## [Problem details]
Locate every line in the items below that contains the string "lawn", and copy each of those lines.

## [Extracted entries]
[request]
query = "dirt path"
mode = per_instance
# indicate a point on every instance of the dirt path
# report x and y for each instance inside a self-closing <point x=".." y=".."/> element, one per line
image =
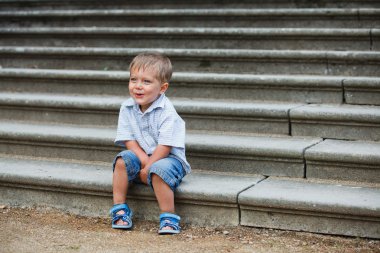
<point x="31" y="230"/>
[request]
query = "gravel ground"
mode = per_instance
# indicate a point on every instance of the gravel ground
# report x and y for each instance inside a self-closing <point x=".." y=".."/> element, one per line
<point x="32" y="230"/>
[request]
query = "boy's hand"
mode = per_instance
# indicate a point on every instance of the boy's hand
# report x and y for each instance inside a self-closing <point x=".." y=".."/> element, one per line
<point x="144" y="175"/>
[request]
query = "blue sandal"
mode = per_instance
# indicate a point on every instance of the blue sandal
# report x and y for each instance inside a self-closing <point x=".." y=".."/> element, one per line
<point x="126" y="216"/>
<point x="169" y="220"/>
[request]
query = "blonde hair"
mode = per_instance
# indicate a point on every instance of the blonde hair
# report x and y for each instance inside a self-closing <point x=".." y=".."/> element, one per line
<point x="156" y="61"/>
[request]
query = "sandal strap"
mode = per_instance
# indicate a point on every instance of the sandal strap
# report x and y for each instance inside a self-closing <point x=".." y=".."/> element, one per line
<point x="126" y="216"/>
<point x="118" y="207"/>
<point x="169" y="220"/>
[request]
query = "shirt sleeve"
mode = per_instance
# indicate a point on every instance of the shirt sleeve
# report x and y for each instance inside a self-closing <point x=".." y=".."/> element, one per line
<point x="172" y="131"/>
<point x="124" y="129"/>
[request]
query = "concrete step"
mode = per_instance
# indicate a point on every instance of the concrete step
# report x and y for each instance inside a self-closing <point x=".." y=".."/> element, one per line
<point x="202" y="198"/>
<point x="337" y="121"/>
<point x="284" y="88"/>
<point x="213" y="17"/>
<point x="312" y="206"/>
<point x="183" y="37"/>
<point x="214" y="115"/>
<point x="350" y="122"/>
<point x="280" y="156"/>
<point x="344" y="160"/>
<point x="135" y="4"/>
<point x="314" y="62"/>
<point x="86" y="189"/>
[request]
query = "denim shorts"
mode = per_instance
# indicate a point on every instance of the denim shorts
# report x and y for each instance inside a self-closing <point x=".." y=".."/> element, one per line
<point x="169" y="169"/>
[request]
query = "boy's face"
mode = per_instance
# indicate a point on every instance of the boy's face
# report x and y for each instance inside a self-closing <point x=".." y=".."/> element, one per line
<point x="144" y="87"/>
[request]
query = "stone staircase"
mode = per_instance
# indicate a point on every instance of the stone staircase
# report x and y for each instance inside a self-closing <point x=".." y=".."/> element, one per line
<point x="281" y="99"/>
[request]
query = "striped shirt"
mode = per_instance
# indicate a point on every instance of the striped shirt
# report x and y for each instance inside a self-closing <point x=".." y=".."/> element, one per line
<point x="160" y="124"/>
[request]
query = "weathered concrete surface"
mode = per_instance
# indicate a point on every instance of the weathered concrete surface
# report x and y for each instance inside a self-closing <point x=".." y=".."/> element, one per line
<point x="135" y="4"/>
<point x="289" y="88"/>
<point x="202" y="199"/>
<point x="280" y="156"/>
<point x="350" y="122"/>
<point x="199" y="114"/>
<point x="172" y="37"/>
<point x="305" y="62"/>
<point x="345" y="160"/>
<point x="315" y="207"/>
<point x="364" y="91"/>
<point x="193" y="17"/>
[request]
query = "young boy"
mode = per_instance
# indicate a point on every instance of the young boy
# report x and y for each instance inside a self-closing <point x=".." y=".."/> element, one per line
<point x="154" y="135"/>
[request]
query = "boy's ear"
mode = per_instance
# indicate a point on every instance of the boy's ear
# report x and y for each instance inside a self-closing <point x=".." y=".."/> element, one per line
<point x="164" y="87"/>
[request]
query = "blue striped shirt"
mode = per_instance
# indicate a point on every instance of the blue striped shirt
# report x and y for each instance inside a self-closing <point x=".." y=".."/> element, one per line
<point x="160" y="124"/>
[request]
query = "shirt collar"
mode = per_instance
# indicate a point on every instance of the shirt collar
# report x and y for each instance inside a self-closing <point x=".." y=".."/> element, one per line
<point x="158" y="103"/>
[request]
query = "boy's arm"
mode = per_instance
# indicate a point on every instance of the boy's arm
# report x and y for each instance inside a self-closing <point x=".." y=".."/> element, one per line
<point x="159" y="153"/>
<point x="139" y="152"/>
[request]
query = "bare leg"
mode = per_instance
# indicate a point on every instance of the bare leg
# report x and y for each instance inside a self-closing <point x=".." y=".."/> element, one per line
<point x="120" y="186"/>
<point x="164" y="195"/>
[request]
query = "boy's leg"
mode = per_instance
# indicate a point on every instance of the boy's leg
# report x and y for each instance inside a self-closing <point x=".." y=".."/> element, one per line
<point x="165" y="176"/>
<point x="164" y="195"/>
<point x="126" y="167"/>
<point x="120" y="182"/>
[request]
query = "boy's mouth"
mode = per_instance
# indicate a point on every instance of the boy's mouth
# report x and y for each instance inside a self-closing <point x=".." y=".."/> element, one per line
<point x="139" y="95"/>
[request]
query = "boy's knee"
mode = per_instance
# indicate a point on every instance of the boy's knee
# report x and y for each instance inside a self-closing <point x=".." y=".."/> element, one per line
<point x="119" y="164"/>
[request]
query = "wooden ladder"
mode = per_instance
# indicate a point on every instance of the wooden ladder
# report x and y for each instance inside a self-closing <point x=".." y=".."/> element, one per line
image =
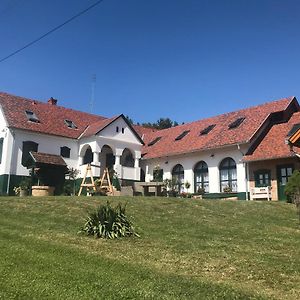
<point x="83" y="183"/>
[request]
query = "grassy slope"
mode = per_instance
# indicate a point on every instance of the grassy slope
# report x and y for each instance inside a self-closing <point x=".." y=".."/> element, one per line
<point x="189" y="249"/>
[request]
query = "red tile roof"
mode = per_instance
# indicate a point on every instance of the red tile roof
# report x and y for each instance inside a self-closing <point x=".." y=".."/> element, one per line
<point x="273" y="145"/>
<point x="51" y="116"/>
<point x="143" y="130"/>
<point x="219" y="136"/>
<point x="94" y="128"/>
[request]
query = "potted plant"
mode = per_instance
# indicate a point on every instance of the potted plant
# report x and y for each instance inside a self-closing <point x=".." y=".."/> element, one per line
<point x="187" y="185"/>
<point x="23" y="189"/>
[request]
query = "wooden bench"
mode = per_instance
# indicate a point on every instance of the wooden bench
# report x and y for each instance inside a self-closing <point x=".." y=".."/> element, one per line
<point x="261" y="193"/>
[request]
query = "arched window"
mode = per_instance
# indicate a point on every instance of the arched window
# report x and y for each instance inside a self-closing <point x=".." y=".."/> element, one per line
<point x="88" y="156"/>
<point x="27" y="147"/>
<point x="201" y="177"/>
<point x="127" y="158"/>
<point x="65" y="151"/>
<point x="228" y="179"/>
<point x="178" y="177"/>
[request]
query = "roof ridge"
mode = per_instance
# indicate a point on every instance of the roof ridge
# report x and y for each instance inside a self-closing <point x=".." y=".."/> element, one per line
<point x="45" y="103"/>
<point x="290" y="98"/>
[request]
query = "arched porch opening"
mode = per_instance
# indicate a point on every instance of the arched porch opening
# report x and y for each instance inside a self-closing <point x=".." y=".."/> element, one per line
<point x="107" y="157"/>
<point x="178" y="177"/>
<point x="127" y="159"/>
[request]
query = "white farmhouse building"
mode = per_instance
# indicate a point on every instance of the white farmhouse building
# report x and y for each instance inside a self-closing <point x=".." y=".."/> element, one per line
<point x="234" y="151"/>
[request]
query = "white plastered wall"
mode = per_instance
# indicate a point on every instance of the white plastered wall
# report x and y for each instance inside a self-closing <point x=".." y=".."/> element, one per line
<point x="213" y="159"/>
<point x="46" y="143"/>
<point x="117" y="140"/>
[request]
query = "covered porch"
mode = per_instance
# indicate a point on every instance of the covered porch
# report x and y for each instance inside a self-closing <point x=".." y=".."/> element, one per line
<point x="122" y="160"/>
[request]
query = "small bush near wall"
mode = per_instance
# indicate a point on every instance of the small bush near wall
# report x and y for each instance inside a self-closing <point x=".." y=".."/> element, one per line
<point x="108" y="222"/>
<point x="292" y="190"/>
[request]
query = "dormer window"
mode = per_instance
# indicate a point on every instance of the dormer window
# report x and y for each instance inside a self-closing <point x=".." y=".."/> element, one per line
<point x="31" y="116"/>
<point x="182" y="135"/>
<point x="207" y="129"/>
<point x="154" y="141"/>
<point x="70" y="124"/>
<point x="236" y="123"/>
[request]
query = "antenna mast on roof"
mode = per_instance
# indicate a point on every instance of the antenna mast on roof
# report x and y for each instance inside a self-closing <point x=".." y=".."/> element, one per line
<point x="93" y="87"/>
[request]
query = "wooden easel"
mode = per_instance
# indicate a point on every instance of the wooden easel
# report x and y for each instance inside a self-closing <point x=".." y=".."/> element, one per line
<point x="83" y="183"/>
<point x="105" y="176"/>
<point x="109" y="186"/>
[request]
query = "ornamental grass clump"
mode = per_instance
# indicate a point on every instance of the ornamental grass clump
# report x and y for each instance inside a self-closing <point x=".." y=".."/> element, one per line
<point x="108" y="222"/>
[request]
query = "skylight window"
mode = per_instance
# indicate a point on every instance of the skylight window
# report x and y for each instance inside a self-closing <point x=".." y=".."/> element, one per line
<point x="31" y="116"/>
<point x="182" y="135"/>
<point x="154" y="141"/>
<point x="236" y="123"/>
<point x="70" y="124"/>
<point x="207" y="129"/>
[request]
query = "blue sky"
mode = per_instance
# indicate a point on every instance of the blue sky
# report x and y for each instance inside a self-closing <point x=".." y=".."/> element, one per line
<point x="186" y="60"/>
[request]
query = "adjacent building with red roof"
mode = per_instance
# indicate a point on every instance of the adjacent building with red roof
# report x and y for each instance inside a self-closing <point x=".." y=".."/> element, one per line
<point x="233" y="152"/>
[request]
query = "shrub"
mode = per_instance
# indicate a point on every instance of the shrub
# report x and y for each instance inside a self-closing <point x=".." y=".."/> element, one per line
<point x="292" y="190"/>
<point x="227" y="189"/>
<point x="108" y="222"/>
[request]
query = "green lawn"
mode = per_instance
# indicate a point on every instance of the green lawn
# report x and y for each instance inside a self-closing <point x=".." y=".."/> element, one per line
<point x="189" y="249"/>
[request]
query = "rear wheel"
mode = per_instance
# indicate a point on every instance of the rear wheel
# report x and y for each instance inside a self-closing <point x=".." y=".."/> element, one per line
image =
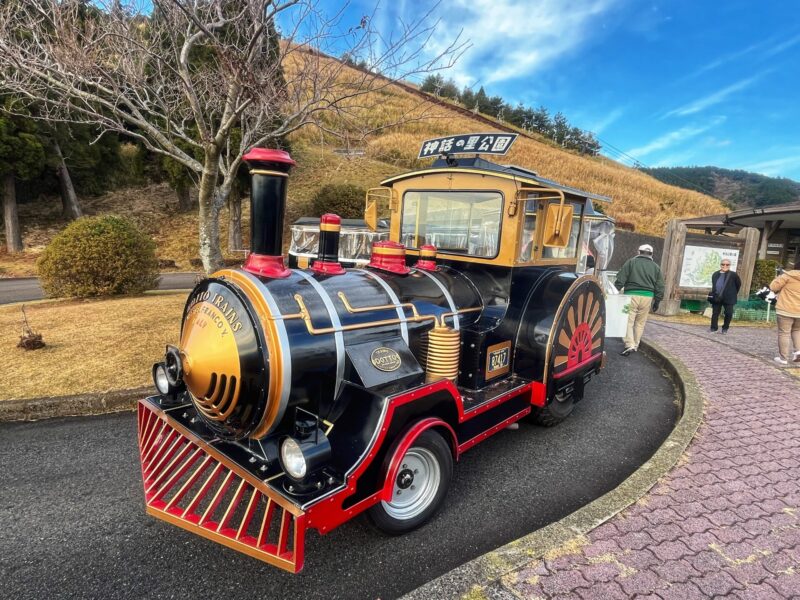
<point x="558" y="409"/>
<point x="419" y="488"/>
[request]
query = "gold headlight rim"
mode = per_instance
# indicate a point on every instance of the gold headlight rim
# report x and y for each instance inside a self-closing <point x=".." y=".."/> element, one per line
<point x="272" y="408"/>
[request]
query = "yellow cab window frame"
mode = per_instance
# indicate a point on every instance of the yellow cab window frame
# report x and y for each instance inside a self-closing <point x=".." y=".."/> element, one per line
<point x="533" y="207"/>
<point x="576" y="226"/>
<point x="413" y="250"/>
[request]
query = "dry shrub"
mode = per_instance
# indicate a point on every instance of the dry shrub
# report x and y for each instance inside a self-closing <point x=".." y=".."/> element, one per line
<point x="343" y="199"/>
<point x="98" y="256"/>
<point x="399" y="149"/>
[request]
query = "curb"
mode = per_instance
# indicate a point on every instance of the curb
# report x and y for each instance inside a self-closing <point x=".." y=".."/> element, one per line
<point x="480" y="578"/>
<point x="71" y="406"/>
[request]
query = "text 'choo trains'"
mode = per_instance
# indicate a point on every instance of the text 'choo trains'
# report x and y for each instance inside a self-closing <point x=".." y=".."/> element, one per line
<point x="301" y="397"/>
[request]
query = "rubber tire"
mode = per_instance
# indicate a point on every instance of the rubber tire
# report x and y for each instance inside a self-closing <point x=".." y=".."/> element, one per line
<point x="554" y="412"/>
<point x="377" y="516"/>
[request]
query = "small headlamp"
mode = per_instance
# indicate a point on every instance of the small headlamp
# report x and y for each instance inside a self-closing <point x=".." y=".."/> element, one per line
<point x="302" y="458"/>
<point x="160" y="378"/>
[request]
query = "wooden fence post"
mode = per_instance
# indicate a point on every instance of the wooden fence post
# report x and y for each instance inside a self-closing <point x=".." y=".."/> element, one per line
<point x="671" y="267"/>
<point x="747" y="260"/>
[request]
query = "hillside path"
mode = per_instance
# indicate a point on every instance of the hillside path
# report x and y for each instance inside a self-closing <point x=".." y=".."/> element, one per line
<point x="726" y="520"/>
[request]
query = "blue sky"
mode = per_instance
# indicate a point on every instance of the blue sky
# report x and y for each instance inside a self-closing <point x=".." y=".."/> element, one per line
<point x="673" y="83"/>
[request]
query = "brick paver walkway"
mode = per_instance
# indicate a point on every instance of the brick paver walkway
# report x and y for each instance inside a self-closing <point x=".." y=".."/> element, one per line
<point x="761" y="342"/>
<point x="726" y="521"/>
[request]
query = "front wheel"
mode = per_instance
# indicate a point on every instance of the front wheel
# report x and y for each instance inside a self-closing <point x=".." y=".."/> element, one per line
<point x="419" y="488"/>
<point x="555" y="411"/>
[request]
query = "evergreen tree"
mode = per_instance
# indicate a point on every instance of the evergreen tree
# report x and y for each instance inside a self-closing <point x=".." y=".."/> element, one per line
<point x="449" y="90"/>
<point x="560" y="128"/>
<point x="467" y="97"/>
<point x="21" y="157"/>
<point x="482" y="101"/>
<point x="541" y="121"/>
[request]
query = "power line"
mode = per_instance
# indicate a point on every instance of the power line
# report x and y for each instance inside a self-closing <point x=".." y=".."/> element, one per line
<point x="638" y="164"/>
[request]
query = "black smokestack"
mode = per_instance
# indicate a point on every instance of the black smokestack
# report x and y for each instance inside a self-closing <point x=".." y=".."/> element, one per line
<point x="269" y="172"/>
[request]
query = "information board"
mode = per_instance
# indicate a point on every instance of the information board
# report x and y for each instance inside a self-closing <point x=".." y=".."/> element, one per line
<point x="700" y="263"/>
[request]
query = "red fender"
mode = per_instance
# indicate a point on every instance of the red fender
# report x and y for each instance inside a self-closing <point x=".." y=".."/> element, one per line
<point x="405" y="443"/>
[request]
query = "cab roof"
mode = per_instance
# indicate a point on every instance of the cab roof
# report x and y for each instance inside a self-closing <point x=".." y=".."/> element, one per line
<point x="453" y="164"/>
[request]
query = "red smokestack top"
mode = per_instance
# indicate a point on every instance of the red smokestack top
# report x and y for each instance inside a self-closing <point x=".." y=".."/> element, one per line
<point x="269" y="171"/>
<point x="427" y="258"/>
<point x="328" y="252"/>
<point x="389" y="256"/>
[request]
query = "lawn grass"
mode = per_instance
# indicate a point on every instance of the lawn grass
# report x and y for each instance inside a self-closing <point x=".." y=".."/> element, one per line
<point x="92" y="345"/>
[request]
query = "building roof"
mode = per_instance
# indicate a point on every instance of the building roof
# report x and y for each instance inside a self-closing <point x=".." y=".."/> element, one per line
<point x="789" y="214"/>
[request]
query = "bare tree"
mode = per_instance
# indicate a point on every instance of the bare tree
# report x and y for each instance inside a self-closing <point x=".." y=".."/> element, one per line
<point x="198" y="80"/>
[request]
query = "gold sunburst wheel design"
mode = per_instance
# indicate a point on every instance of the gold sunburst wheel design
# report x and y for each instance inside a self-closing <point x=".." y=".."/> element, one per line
<point x="579" y="341"/>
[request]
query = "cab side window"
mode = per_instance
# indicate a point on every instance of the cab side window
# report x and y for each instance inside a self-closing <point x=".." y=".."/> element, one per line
<point x="528" y="240"/>
<point x="571" y="249"/>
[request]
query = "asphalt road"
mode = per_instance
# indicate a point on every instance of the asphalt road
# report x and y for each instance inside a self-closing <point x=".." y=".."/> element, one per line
<point x="28" y="288"/>
<point x="72" y="521"/>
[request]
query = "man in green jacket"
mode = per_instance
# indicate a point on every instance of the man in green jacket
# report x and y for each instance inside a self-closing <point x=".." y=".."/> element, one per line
<point x="641" y="278"/>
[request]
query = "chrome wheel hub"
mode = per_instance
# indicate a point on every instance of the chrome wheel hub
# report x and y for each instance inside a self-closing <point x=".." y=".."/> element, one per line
<point x="415" y="486"/>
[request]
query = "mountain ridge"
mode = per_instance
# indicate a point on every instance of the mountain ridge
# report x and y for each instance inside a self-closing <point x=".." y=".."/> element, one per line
<point x="735" y="187"/>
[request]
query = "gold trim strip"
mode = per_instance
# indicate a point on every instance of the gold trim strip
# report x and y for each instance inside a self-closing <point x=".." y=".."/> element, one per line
<point x="212" y="535"/>
<point x="389" y="251"/>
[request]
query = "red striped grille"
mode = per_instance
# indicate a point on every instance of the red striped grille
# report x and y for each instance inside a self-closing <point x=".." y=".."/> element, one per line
<point x="188" y="483"/>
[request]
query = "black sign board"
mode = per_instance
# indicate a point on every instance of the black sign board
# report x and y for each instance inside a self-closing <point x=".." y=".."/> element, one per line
<point x="470" y="143"/>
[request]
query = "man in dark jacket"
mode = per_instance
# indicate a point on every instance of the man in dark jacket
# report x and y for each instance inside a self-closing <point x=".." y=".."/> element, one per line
<point x="641" y="279"/>
<point x="725" y="286"/>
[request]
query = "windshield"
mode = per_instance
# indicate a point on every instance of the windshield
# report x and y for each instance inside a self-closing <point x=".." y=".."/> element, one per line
<point x="454" y="222"/>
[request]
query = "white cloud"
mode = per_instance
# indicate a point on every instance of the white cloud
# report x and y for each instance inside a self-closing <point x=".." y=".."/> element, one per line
<point x="775" y="167"/>
<point x="601" y="124"/>
<point x="726" y="58"/>
<point x="783" y="46"/>
<point x="674" y="160"/>
<point x="673" y="138"/>
<point x="515" y="38"/>
<point x="712" y="99"/>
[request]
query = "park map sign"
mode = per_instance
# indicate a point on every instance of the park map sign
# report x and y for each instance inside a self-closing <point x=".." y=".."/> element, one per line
<point x="701" y="262"/>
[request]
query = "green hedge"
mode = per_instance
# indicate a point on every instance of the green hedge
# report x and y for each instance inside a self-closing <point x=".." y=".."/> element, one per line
<point x="763" y="273"/>
<point x="98" y="256"/>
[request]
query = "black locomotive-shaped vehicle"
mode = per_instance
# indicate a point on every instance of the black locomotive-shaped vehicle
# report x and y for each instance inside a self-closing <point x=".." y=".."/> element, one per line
<point x="301" y="397"/>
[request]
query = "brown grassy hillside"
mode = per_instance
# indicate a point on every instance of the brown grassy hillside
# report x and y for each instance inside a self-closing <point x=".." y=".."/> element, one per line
<point x="636" y="197"/>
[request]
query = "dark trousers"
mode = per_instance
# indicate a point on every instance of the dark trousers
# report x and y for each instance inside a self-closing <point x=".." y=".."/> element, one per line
<point x="715" y="310"/>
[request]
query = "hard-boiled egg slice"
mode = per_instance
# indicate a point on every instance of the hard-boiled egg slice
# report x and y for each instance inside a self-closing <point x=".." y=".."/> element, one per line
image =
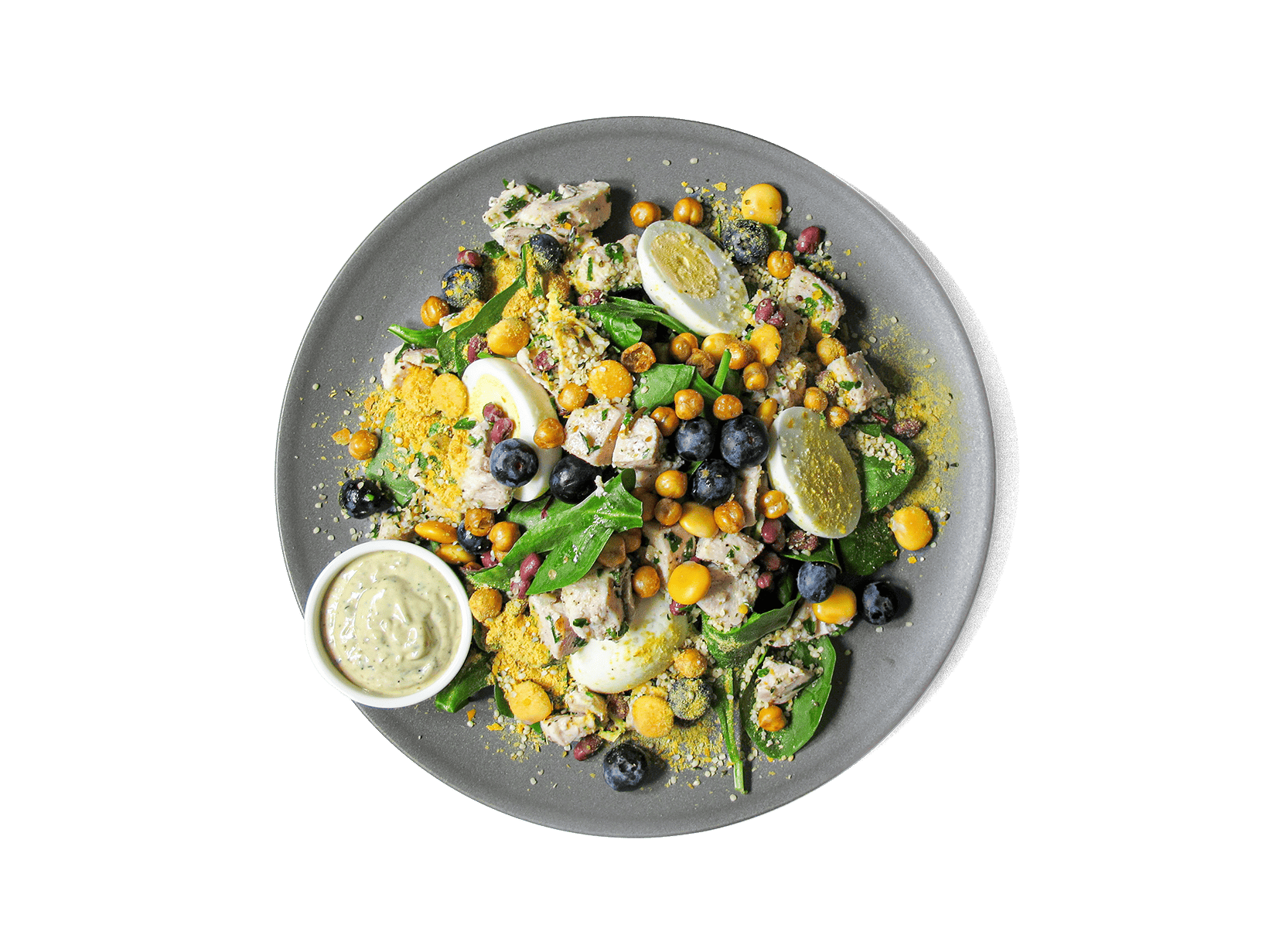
<point x="692" y="278"/>
<point x="813" y="467"/>
<point x="643" y="651"/>
<point x="491" y="380"/>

## [Solution to this problem]
query = "green lawn"
# indicate a point on every instance of the green lawn
query = "lawn grass"
# indicate a point on every instance of the lawn grass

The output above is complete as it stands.